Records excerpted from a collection

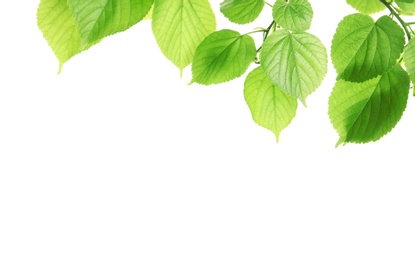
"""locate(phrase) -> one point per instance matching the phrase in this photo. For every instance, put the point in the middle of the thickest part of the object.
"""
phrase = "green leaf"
(57, 25)
(100, 18)
(224, 55)
(180, 26)
(242, 11)
(362, 49)
(294, 15)
(367, 6)
(295, 62)
(409, 59)
(406, 6)
(270, 107)
(149, 15)
(365, 112)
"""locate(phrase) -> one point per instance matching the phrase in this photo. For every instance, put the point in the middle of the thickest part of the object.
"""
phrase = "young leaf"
(407, 6)
(367, 6)
(100, 18)
(57, 25)
(365, 112)
(224, 55)
(270, 107)
(294, 15)
(242, 11)
(409, 59)
(362, 49)
(149, 15)
(179, 26)
(295, 62)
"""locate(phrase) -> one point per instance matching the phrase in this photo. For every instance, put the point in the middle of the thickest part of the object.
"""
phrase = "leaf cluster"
(374, 60)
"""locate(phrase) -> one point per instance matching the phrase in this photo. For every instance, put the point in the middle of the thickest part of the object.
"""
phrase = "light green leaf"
(224, 55)
(100, 18)
(180, 26)
(362, 49)
(294, 15)
(242, 11)
(295, 62)
(409, 59)
(365, 112)
(149, 15)
(406, 6)
(367, 6)
(59, 29)
(270, 107)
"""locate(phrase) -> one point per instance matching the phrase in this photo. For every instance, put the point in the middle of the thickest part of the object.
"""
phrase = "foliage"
(374, 59)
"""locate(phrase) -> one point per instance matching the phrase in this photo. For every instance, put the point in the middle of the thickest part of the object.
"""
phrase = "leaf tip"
(341, 141)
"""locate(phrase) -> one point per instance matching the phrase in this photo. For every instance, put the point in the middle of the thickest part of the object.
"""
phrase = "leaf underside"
(365, 112)
(222, 56)
(180, 26)
(270, 107)
(242, 11)
(295, 62)
(293, 15)
(363, 49)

> _Given instruction_
Each line of the material must be retyped exactly, except that images are omitted.

> _Exercise solution_
"""locate(phrase) -> one point per instance matching the phrase in this photo. For every instance, put the point in the middle of the thickest part of the object.
"""
phrase = "green leaf"
(57, 25)
(100, 18)
(224, 55)
(180, 26)
(242, 11)
(362, 49)
(294, 15)
(367, 6)
(295, 62)
(409, 59)
(406, 6)
(270, 107)
(149, 15)
(365, 112)
"""locate(phrase) -> one point per instance matching the phrase in this photo. For every instance, put the point in the middle of the thickest part of the object.
"""
phrase = "young leaf"
(407, 6)
(367, 6)
(100, 18)
(57, 25)
(365, 112)
(224, 55)
(270, 107)
(294, 15)
(242, 11)
(409, 59)
(362, 49)
(149, 15)
(179, 26)
(295, 62)
"""locate(phrase) -> one point per instance matching the phrase in this photo. For every instance, put the point in the middle of the thickest part of the object.
"""
phrase = "leaf cluster"
(374, 60)
"""locate(phrase) -> one point per instance matching the phrase in this photo. For every instance, put the point in the middle of the thickest part of the object.
"""
phrase = "light green leaf"
(224, 55)
(100, 18)
(180, 26)
(362, 49)
(294, 15)
(242, 11)
(295, 62)
(409, 59)
(365, 112)
(149, 15)
(406, 6)
(367, 6)
(59, 29)
(270, 107)
"""locate(phrase) -> one point per instance matching the phrase in this photo. For every instance, put the point in the middle of the thickest part of the object.
"""
phrase = "foliage"
(374, 59)
"""locate(phrase) -> one point per instance matching the phrase in this photo. For every instance, put the point in the middle of the thickest part of the object.
"""
phrase = "leaf tip"
(341, 141)
"""locate(phrase) -> one point per instance matching the phrase in this photo. For every instance, put the point in the middle of the thickest part of the object.
"""
phrase = "leaf underside"
(365, 112)
(222, 56)
(180, 26)
(270, 107)
(242, 11)
(295, 62)
(293, 15)
(363, 49)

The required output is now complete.